*Work instruction*. Which lines run from the one containing "Identify a point for each instance of the bird's tail" to the end of the listing below? Write them out exactly, both ends included, with nothing else.

*Material for this task*.

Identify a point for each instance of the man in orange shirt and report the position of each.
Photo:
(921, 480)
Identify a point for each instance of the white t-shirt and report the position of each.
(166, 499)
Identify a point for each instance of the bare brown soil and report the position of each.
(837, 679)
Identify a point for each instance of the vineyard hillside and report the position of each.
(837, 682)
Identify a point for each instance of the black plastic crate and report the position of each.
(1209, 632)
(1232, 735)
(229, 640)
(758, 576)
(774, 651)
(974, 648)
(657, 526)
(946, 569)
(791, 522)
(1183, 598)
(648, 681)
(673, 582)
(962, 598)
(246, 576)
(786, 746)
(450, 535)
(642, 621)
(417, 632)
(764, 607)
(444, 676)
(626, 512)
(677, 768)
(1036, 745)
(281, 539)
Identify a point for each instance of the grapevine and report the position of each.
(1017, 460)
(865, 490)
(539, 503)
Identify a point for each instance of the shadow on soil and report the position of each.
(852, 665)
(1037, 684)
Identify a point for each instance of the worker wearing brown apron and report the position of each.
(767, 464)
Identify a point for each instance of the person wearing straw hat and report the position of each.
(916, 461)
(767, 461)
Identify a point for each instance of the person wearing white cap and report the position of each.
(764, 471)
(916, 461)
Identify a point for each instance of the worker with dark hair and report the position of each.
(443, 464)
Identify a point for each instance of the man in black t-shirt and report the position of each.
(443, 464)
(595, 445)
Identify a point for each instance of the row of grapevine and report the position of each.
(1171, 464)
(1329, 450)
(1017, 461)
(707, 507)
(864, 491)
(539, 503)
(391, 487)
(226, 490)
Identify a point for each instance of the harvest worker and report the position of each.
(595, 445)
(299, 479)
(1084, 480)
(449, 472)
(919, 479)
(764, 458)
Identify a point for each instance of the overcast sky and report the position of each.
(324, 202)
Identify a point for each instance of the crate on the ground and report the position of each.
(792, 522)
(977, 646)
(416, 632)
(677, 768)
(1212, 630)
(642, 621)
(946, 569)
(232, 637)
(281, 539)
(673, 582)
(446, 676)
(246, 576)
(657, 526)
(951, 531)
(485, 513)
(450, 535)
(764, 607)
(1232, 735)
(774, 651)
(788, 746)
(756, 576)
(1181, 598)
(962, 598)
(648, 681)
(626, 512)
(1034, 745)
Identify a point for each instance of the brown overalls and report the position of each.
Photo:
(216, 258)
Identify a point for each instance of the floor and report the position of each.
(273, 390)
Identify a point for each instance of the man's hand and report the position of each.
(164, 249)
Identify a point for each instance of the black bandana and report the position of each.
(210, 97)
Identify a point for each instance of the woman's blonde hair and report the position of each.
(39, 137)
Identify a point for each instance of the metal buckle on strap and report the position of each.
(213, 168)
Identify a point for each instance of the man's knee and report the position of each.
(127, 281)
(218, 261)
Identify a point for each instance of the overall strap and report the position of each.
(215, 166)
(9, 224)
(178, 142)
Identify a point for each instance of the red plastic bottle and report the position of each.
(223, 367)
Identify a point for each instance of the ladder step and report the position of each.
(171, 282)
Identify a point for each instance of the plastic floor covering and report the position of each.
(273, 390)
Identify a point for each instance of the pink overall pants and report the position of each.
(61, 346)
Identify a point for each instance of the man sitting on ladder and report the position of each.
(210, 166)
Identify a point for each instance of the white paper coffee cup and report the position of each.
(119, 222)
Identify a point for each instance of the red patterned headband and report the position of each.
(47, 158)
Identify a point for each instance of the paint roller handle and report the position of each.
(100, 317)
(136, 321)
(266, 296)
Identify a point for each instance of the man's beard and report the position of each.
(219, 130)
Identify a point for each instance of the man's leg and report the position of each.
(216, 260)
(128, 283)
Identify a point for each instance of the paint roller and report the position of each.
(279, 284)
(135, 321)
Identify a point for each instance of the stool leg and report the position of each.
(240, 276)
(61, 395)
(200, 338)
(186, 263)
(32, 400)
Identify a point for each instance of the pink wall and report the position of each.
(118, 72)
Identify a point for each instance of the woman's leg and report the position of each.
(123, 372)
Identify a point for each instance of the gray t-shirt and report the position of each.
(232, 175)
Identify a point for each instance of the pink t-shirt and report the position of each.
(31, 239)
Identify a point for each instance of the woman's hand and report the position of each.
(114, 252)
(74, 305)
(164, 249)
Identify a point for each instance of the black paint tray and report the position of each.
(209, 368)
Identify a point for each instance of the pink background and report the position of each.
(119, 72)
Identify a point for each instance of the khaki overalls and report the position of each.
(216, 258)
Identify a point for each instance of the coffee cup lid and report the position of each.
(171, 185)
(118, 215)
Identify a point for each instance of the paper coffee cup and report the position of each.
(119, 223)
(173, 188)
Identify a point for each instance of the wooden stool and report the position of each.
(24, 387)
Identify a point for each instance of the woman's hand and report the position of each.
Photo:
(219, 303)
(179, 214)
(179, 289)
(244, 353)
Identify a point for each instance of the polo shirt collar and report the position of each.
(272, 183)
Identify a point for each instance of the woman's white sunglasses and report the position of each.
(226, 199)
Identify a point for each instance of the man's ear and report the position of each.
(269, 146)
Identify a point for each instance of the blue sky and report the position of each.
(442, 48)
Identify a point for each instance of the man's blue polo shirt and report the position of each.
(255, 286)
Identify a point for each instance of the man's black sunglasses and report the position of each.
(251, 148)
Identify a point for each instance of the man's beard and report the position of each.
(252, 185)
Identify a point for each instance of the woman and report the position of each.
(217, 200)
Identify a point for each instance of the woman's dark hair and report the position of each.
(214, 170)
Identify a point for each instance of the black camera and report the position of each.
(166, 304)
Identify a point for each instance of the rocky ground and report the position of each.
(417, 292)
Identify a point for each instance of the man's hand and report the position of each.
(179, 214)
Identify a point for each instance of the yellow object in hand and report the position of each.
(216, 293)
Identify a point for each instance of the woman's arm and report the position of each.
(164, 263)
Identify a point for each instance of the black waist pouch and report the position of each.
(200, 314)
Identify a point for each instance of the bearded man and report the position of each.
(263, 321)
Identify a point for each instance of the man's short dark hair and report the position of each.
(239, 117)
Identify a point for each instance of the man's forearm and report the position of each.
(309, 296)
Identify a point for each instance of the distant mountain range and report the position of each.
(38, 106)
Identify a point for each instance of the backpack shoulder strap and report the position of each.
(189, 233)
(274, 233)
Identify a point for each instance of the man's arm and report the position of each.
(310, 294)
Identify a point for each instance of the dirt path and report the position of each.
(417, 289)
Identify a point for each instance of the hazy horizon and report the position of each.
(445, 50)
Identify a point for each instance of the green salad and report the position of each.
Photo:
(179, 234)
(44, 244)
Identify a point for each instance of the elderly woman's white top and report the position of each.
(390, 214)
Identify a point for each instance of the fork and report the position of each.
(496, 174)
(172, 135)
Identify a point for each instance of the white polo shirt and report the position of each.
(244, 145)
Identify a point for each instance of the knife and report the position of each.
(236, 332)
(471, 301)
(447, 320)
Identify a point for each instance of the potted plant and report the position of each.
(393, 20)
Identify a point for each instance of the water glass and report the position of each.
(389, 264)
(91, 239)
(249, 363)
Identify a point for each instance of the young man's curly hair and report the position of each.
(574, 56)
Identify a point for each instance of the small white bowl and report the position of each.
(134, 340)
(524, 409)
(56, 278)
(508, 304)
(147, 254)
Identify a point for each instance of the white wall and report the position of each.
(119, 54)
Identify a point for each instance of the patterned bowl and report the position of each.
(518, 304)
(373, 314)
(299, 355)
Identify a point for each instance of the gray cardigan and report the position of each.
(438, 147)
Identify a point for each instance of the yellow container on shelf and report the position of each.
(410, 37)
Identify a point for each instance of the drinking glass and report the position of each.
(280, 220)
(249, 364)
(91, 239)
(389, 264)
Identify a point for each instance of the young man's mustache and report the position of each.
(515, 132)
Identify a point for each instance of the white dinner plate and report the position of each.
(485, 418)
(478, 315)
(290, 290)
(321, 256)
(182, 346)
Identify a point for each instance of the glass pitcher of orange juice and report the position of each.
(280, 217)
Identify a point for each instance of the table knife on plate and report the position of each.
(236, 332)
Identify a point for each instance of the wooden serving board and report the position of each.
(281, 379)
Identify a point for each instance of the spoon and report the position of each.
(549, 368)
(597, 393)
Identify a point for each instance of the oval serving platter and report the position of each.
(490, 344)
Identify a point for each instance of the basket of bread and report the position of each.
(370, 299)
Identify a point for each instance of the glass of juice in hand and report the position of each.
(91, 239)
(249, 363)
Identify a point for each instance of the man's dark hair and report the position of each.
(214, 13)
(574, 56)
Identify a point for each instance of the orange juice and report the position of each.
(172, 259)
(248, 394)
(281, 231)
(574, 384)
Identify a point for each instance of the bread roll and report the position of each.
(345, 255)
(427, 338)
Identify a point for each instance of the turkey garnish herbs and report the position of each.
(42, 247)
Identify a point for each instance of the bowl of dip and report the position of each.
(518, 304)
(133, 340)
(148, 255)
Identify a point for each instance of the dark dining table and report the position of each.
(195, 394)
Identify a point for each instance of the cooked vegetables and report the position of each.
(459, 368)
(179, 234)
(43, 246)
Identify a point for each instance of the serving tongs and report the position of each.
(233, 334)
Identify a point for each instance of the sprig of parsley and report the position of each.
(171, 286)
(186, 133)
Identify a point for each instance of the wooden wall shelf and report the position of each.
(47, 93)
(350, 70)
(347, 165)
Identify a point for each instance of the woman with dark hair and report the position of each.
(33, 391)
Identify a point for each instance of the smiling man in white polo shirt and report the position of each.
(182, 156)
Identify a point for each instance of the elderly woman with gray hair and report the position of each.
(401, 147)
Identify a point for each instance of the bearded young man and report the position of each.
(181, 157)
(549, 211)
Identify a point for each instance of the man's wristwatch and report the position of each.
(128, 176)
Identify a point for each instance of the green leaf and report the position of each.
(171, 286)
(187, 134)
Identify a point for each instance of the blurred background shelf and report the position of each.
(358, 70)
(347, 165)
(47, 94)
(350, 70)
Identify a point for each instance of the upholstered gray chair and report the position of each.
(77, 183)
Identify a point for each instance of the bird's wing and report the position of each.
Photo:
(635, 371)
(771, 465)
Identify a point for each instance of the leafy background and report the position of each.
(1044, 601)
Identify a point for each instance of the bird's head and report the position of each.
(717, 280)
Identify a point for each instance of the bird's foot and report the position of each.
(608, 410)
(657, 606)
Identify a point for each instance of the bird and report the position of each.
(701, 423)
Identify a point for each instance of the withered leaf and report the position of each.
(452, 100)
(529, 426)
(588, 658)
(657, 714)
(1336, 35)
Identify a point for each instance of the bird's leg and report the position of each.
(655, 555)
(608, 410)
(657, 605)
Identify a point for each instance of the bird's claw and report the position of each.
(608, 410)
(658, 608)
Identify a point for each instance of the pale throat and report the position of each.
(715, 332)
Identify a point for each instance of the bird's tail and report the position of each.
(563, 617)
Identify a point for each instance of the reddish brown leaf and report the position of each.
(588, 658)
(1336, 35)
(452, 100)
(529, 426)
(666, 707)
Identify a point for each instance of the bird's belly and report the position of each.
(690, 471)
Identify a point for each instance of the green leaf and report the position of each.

*Answer for the task*.
Identify a point for each instance of the bird's tail and report the position of each.
(563, 617)
Identify a point for each instance of the reddish brown leaf and report the position of each.
(588, 658)
(1336, 35)
(452, 100)
(529, 426)
(666, 707)
Identify a point for each instance of the bird's belly and report the position of each.
(690, 471)
Identify a point for each instance of the green leaf and report the position of each.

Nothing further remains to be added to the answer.